* **PROBLEM STATEMENT**
Please reproduce the records below exactly, omitting any pictures they contain.

(Records excerpted from a collection)
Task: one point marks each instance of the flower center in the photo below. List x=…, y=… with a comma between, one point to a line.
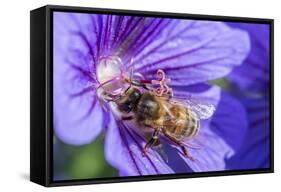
x=108, y=68
x=110, y=75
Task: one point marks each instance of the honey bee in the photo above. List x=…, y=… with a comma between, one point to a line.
x=162, y=113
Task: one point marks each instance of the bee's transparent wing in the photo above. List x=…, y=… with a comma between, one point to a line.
x=203, y=110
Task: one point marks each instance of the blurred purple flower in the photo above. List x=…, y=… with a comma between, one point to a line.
x=190, y=52
x=252, y=79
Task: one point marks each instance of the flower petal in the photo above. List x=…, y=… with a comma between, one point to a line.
x=123, y=150
x=255, y=152
x=78, y=116
x=258, y=60
x=220, y=137
x=204, y=50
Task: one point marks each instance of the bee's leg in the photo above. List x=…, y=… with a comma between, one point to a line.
x=181, y=145
x=127, y=118
x=152, y=141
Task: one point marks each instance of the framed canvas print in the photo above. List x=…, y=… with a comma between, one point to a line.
x=119, y=95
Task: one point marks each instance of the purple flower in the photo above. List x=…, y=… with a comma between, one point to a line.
x=252, y=79
x=91, y=49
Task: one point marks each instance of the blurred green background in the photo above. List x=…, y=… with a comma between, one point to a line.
x=81, y=162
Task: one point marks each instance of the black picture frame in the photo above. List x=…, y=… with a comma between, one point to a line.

* **SOLUTION FOR THIS TASK**
Task: one point marks each instance of the flower center in the photo below. List x=…, y=… with a comma between, one point to a line.
x=108, y=68
x=110, y=75
Task: one point marks each instance of the honey bee in the photo above. List x=…, y=… with a comma between, one point to a line.
x=162, y=113
Task: one point marks each instance of the bee's transparent wing in the photo above. List x=…, y=… with a comma between, one point to a line.
x=203, y=110
Task: one point marks each instance of the blurred purple flower in the photo above. List x=…, y=… with a comma between, one point to a line.
x=190, y=52
x=252, y=79
Task: one point marks each instance of the flower petal in the photo above. List x=…, y=… with a comma between, one point to a line.
x=123, y=150
x=255, y=152
x=78, y=116
x=258, y=60
x=220, y=137
x=204, y=50
Task: one point marks each instance of the bee's leg in the photo above. List x=…, y=… with a comma between, one point to a line.
x=181, y=145
x=127, y=118
x=152, y=141
Task: one point marks each instance of the framed canvas print in the photo above. List x=…, y=… with a comma between, one point to a line.
x=119, y=95
Task: one point marks each instance of the purple flower in the photo above. List x=…, y=… with a comma between, one point to a line.
x=252, y=79
x=91, y=49
Task: one point marks each instance of the blurred green background in the photo above. List x=…, y=… with a comma between, one point to a line.
x=81, y=162
Task: one point marks each instance of the black picture frame in the photo above. List x=…, y=… with a comma between, one point to a line.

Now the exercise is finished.